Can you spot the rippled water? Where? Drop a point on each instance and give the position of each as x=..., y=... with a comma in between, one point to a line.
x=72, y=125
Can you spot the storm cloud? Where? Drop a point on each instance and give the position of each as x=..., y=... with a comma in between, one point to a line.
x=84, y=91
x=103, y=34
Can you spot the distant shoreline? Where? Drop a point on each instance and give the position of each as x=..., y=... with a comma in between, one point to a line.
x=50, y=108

= = = =

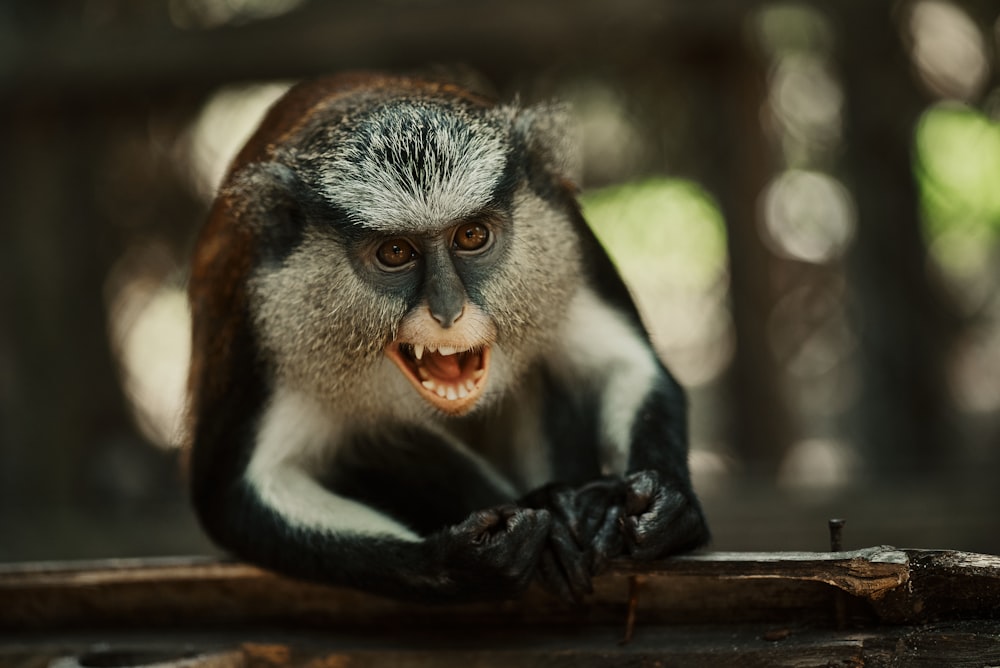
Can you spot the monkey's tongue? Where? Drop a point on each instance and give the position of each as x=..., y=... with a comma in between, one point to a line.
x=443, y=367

= = = =

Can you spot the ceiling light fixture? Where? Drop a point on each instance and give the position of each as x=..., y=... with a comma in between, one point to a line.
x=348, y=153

= = = =

• Objetivo de la tarea
Reescribe únicamente las líneas que van desde la que contiene "Can you spot the distant" hasta la que contiene "x=50, y=108", ambas incluidas, con las solicitudes. Multiplica por 0,2 cada coordenada de las respuestas y redondea a enteros, con las mitades hacia arriba.

• Resultado correcto
Can you spot the distant shoreline? Where? Drop a point on each instance and give the position of each as x=..., y=... with a comma in between, one point to a line.
x=10, y=22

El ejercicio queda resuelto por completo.